**Given data:**
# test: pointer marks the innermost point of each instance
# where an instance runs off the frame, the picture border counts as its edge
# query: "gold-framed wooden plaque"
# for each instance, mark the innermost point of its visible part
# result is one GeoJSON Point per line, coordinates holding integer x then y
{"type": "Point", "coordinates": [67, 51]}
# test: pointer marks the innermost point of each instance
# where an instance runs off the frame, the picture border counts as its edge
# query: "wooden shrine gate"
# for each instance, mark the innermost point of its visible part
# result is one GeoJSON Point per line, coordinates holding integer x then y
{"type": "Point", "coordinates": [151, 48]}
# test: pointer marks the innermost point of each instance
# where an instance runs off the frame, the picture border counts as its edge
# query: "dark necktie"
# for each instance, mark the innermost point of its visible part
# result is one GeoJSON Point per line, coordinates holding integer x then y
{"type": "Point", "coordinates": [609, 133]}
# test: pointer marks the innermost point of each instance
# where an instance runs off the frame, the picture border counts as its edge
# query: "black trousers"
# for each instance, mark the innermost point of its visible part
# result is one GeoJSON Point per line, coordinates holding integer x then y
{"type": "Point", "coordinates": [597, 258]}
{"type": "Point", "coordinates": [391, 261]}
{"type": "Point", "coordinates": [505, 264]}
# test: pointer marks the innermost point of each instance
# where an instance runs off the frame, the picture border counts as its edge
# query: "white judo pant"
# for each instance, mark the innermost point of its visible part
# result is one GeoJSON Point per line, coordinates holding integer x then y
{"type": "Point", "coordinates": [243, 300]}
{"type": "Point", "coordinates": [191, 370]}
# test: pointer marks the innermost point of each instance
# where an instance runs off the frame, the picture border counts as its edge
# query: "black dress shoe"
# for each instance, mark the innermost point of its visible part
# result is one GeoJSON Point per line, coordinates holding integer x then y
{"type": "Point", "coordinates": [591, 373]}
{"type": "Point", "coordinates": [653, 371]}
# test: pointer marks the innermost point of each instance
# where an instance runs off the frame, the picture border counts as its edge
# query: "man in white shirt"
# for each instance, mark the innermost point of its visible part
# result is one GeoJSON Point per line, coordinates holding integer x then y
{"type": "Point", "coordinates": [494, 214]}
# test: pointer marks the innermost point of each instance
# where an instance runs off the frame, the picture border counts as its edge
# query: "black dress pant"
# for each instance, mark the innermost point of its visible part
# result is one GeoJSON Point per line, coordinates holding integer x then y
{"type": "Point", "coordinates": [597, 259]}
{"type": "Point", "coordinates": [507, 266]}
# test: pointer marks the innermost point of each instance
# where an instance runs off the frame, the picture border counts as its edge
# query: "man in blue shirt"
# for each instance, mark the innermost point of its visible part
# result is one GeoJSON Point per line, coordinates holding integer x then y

**Stated exercise:**
Repeat the whole listing exactly, keeping every line intact.

**The completed task:**
# test: pointer marks the innermost point of each instance
# where an instance runs off the frame, the picture border counts as its edge
# query: "gold-framed wooden plaque"
# for each instance, mark the innermost point of its visible part
# result is one GeoJSON Point per line, coordinates holding integer x then y
{"type": "Point", "coordinates": [67, 51]}
# test: pointer marks the innermost point of each instance
# where an instance runs off the frame, the picture border counts as its edge
# query: "wooden shrine gate"
# for each instance, mark the innermost point of its visible part
# result is one GeoJSON Point per line, coordinates holding integer x then y
{"type": "Point", "coordinates": [151, 48]}
# test: pointer marks the innermost point of each instance
# where an instance runs off the frame, the picture border counts as its edge
# query: "dark necktie"
# for each instance, mark the innermost point of its visible part
# result is one GeoJSON Point per line, coordinates holding integer x then y
{"type": "Point", "coordinates": [609, 133]}
# test: pointer marks the innermost point of each instance
# where an instance runs off the frame, the picture border counts as its edge
# query: "black trousers"
# for each instance, mark the innermost point of its visible part
# result is one GeoJSON Point per line, coordinates holding integer x then y
{"type": "Point", "coordinates": [597, 258]}
{"type": "Point", "coordinates": [391, 261]}
{"type": "Point", "coordinates": [505, 264]}
# test: pointer marks the innermost point of each instance
# where an instance runs off the frame, the picture border counts as its edge
# query: "white judo pant"
# for each instance, mark the innermost point of its visible part
# result is one GeoJSON Point per line, coordinates holding integer x then y
{"type": "Point", "coordinates": [243, 300]}
{"type": "Point", "coordinates": [191, 370]}
# test: pointer marks the innermost point of each instance
# where an instance runs off the frame, the picture border counts as its edge
# query: "black dress shoe"
# for each instance, mark the innermost point of its visible part
# result is one GeoJSON Point per line, coordinates holding integer x then y
{"type": "Point", "coordinates": [591, 373]}
{"type": "Point", "coordinates": [653, 371]}
# test: pointer marks the innermost point of each instance
# where an instance runs off the frame, the picture border counts as its edge
# query: "man in white shirt"
# for each instance, mark the innermost point of its visible part
# result is one GeoJSON Point per line, coordinates holding integer x then y
{"type": "Point", "coordinates": [494, 214]}
# test: pointer marks the innermost point of each instance
# where an instance runs off the frame, the picture border counts as its edge
# query: "black dress pant"
# for each instance, mark the innermost point of its visible part
# result is one GeoJSON Point per line, coordinates holding integer x then y
{"type": "Point", "coordinates": [597, 259]}
{"type": "Point", "coordinates": [507, 266]}
# test: pointer marks the innermost point of each instance
# where an instance runs off the frame, the picture border counts as its edge
# query: "man in blue shirt"
# for each instance, mark the innermost point of its visible part
# result is one GeoJSON Point per line, coordinates holding integer x then y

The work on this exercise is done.